Task details: Report every line of the items below that contains the word "Note", copying each such line in full.

Record list:

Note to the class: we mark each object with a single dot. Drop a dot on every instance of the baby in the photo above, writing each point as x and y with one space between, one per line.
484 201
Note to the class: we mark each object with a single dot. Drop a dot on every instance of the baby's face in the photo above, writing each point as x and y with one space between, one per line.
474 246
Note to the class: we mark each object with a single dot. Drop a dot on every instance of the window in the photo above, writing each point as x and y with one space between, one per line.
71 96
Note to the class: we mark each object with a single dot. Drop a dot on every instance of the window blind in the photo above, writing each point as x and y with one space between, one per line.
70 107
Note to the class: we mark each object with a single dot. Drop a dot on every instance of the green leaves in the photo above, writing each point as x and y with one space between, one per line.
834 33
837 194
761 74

==

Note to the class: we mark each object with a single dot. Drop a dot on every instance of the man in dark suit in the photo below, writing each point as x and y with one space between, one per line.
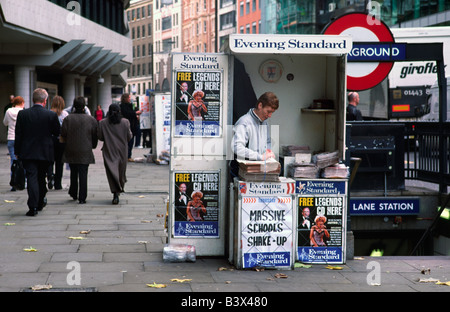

Complete answer:
Note to the class: we mark each object with a single dot. Drop a dot on every instance of the baby in the photo above, writing each point as x and y with one space between, one per line.
Note to the class: we mark each object with a single dot. Drop a dot on every instance of the baby's face in the photo above, writing each point as x and y with one space between, one per line.
Note to the class: we mark each object with a single dot. Drop a dot on every instance of the window in the photo above, writing each point as x and y with one space between, one per line.
Note to the class: we mark each object with a single dot. Drop a dot on every instance of the window blind in the photo above, writing each point as x and y with one space between, one per line.
Note to the class: we mark each object with a single dot. Drop a dot on every instance of the green leaves in the photo above, writing each point as x and y with one space between, one per line.
Note to the class: we mark each object with a single dot. Drop a dot on every instance of the man in dark suit in the photo below, writing each point as x and y with one space between, one per line.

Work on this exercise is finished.